- [Aim of the exercise] Each record that follows is to be output in full, precisely as written.

[Collected data entries]

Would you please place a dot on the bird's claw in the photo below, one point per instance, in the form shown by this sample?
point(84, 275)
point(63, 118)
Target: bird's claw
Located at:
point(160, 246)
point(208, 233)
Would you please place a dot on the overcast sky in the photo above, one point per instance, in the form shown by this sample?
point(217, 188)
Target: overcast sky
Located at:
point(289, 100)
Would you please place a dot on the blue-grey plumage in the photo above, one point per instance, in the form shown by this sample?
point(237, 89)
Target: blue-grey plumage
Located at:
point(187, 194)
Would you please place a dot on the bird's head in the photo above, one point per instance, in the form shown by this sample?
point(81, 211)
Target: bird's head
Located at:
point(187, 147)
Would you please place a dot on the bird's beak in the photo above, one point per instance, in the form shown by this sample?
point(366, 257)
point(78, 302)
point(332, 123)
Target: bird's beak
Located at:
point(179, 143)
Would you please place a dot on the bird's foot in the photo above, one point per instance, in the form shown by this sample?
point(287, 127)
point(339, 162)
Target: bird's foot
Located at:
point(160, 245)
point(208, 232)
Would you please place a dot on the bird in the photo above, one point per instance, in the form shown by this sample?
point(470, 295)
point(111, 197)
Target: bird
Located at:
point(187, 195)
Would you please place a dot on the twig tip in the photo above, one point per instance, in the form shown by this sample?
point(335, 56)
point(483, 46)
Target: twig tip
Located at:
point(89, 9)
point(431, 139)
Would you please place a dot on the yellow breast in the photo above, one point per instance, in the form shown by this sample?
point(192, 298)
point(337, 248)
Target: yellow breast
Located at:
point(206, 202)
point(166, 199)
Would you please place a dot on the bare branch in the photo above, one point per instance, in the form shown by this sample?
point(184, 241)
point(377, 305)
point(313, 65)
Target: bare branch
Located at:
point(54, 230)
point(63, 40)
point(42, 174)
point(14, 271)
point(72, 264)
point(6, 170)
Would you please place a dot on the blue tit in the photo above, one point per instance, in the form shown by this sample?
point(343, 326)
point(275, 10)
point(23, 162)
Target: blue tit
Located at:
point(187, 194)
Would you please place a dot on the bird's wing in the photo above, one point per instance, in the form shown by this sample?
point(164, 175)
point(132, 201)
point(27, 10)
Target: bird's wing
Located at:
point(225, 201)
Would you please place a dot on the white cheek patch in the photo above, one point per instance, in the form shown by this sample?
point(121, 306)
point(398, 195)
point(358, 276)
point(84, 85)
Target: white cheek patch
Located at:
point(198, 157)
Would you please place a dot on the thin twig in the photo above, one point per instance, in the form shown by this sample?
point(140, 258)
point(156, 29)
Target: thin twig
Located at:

- [Solution]
Would you please place a dot on the bird's claw in the photo below, one point per instance, in the form shown by this sample?
point(84, 275)
point(63, 118)
Target: bird's claw
Located at:
point(160, 246)
point(208, 233)
Would you please place a dot on the overcast sky in the photo above, one point per instance, in the form shown by this sample?
point(217, 188)
Target: overcast sky
Located at:
point(289, 100)
Would you please place a dot on the blue-grey plumage in the photo above, one point per instance, in the form shown by this sample?
point(237, 89)
Target: blue-grey plumage
Located at:
point(187, 194)
Would you please place a dot on the bird's head in the photo above, one point per instance, in the form shown by this sample?
point(81, 211)
Target: bird's head
Located at:
point(187, 147)
Would you please place a dot on the bird's beak in the photo above, one point per instance, in the form shown by this sample?
point(366, 257)
point(78, 302)
point(332, 123)
Target: bird's beak
Located at:
point(179, 143)
Would you please place a dot on the bird's foot in the photo above, one point per instance, in the form shown by this sample?
point(287, 127)
point(339, 162)
Target: bird's foot
Located at:
point(160, 245)
point(208, 232)
Would you please place a dot on the bird in the photo above, one point per instance, in the form shown by this sample?
point(470, 295)
point(111, 197)
Target: bird
Located at:
point(187, 195)
Would you please place a dot on the twig tip in the photo above, one point per instance, in the form shown by this sample?
point(335, 56)
point(483, 46)
Target: twig tip
Located at:
point(89, 9)
point(431, 139)
Would you please place a dot on the yellow breast in the photo above, one point per instance, in the form shown by this sample?
point(192, 298)
point(337, 248)
Target: yellow breast
Located at:
point(206, 202)
point(166, 199)
Would you please place a dot on the bare branch in the photo above, one point per instance, in the form shown by this sample?
point(184, 241)
point(377, 305)
point(313, 65)
Target: bare branch
Located at:
point(54, 230)
point(63, 40)
point(42, 174)
point(14, 271)
point(72, 264)
point(6, 170)
Would you please place a dot on the blue tit in the photo above, one point per instance, in the form shown by this sample?
point(343, 326)
point(275, 10)
point(23, 162)
Target: blue tit
Located at:
point(187, 194)
Would you please place a dot on the bird's wing in the photo above, one point per instance, in the form shown by this sample?
point(164, 175)
point(132, 201)
point(27, 10)
Target: bird's wing
Located at:
point(225, 201)
Would you please place a dot on the white cheek patch in the photo above, one point per instance, in the form shown by this sample?
point(121, 306)
point(398, 195)
point(358, 276)
point(84, 85)
Target: white cheek patch
Located at:
point(198, 157)
Would you please place a dot on the thin twig in the photo above, one point per instance, in the form shown by this sample?
point(140, 258)
point(156, 29)
Target: thin twig
Located at:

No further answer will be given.